Setuju soal teroris lawan dgn kata2
tapi gimana dengan nyamuknya?
emang mbak kris ngerti bahasa nyamuk?
hihihihihihi

krismariana widyaningsih on 8:27 PM said...

@Uda Vizon: Iya, Uda. Saya rasa keharmonisan hubungan orang tua dengan anak bisa menjadi salah satu cara untuk melawan ajaran teroris yang merusak itu. Bisa jadi bahan tulisan lain nih, Uda hehehe :)

@Eka: Kalau nyamuk tetep pakai raket listrik aja! Hehehe.

Ikkyu_san a.k.a imelda on 11:33 AM said...

Memang sulit kalau sudah di "cuci otak"nya. Apa juga salah di mata mereka. Tapi aku pikir yang perlu ditingkatkan adalah kemampuan intelejen Indonesia, untuk menemukan basis2 teroris itu. Cara pengepungan wkatu itu aja kok terlihat "tidak profesional" heheheh. Aku heran ada yang mau mantengin duduk depan tipi :)

# # # # #

• Soal Tertulis 1: Dalam teks komentar tentang teroris, apa yang disarankan krismariana widyaningsih untuk menghadapi nyamuk?
• Soal Tertulis 2: Tukar "raket listrik" dengan "semprotan serangga", lalu tulis ulang bagian teks komentar tentang teroris yang dibuka dengan kata-kata berisi "emang mbak kris" dan ditutup dengan "11:33 AM said...".
• Soal Tertulis 3: Teruskan teks komentar tentang teroris mulai dari kalimat terakhirnya.

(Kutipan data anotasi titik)
# # # # #

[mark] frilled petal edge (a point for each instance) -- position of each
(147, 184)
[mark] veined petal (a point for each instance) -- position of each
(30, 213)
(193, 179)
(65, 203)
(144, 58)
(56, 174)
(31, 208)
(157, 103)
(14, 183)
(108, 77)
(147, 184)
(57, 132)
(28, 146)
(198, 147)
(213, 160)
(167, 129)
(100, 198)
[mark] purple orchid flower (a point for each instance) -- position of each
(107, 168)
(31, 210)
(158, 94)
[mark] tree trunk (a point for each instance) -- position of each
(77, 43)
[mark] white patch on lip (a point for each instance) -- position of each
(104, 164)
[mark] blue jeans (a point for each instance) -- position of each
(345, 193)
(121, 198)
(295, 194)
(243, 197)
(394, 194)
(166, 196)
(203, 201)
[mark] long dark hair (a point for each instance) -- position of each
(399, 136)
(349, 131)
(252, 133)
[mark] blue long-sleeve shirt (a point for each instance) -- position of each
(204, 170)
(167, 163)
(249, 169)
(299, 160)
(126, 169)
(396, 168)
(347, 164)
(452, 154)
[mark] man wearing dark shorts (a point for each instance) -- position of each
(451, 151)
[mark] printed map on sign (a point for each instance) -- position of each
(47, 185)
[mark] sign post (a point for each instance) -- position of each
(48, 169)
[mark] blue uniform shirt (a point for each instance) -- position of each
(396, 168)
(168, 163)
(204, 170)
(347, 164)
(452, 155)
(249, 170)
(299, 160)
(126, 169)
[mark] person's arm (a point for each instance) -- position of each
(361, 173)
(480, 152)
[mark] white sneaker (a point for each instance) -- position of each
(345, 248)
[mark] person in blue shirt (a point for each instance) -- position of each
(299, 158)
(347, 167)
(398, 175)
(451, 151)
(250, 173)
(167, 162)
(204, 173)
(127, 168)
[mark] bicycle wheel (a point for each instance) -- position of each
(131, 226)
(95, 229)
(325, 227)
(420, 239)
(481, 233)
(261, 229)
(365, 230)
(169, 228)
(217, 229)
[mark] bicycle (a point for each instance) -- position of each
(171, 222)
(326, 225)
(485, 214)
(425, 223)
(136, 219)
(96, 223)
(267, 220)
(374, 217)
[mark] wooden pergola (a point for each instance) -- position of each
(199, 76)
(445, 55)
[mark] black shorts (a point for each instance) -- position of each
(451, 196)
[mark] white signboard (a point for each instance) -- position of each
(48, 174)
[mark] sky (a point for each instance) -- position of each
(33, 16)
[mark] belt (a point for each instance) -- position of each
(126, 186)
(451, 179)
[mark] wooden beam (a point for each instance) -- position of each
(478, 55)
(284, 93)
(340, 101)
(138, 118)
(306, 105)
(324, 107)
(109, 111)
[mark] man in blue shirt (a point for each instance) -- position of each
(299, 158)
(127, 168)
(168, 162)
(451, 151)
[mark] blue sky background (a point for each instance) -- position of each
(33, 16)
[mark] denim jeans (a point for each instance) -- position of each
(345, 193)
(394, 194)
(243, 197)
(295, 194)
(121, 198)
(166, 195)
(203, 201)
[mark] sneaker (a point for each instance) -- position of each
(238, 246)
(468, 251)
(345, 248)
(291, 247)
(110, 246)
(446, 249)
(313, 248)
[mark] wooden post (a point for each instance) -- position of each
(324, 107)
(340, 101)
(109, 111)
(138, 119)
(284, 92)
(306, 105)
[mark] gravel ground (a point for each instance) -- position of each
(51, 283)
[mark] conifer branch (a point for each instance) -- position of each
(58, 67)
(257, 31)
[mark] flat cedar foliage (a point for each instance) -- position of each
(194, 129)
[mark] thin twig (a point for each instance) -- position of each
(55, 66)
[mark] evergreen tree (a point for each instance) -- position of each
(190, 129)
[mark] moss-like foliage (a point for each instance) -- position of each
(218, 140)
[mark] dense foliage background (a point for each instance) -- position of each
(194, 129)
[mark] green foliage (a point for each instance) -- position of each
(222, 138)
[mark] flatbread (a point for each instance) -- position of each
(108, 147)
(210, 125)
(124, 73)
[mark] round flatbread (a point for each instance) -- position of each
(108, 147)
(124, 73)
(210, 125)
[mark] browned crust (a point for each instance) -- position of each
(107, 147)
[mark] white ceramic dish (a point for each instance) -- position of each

# # # # #

• Jawaban Soal 1: Ia menyarankan agar tetap memakai raket listrik.

• Jawaban Soal 2:
emang mbak kris ngerti bahasa nyamuk?
hihihihihihi

krismariana widyaningsih on 8:27 PM said...

@Uda Vizon: Iya, Uda. Saya rasa keharmonisan hubungan orang tua dengan anak bisa menjadi salah satu cara untuk melawan ajaran teroris yang merusak itu. Bisa jadi bahan tulisan lain nih, Uda hehehe :)

@Eka: Kalau nyamuk tetep pakai semprotan serangga aja! Hehehe.

Ikkyu_san a.k.a imelda on 11:33 AM said...

• Jawaban Soal 3:
Kayaknya musti datengan Mac Gyver, James Bond, Indiana Jones dll ke Indonesia nih


EM

krismariana widyaningsih on 4:39 PM said...

@Imelda: Kalau James Bond datang ke Indonesia, aku bela-belain beli tivi deh! Biar bisa mantengin dia tiap hari hahaha!
Emang kalau melihat sejarah kemunculan teroris itu, terlalu banyak kepentingannya sih. Kayaknya senjata makan tuan deh.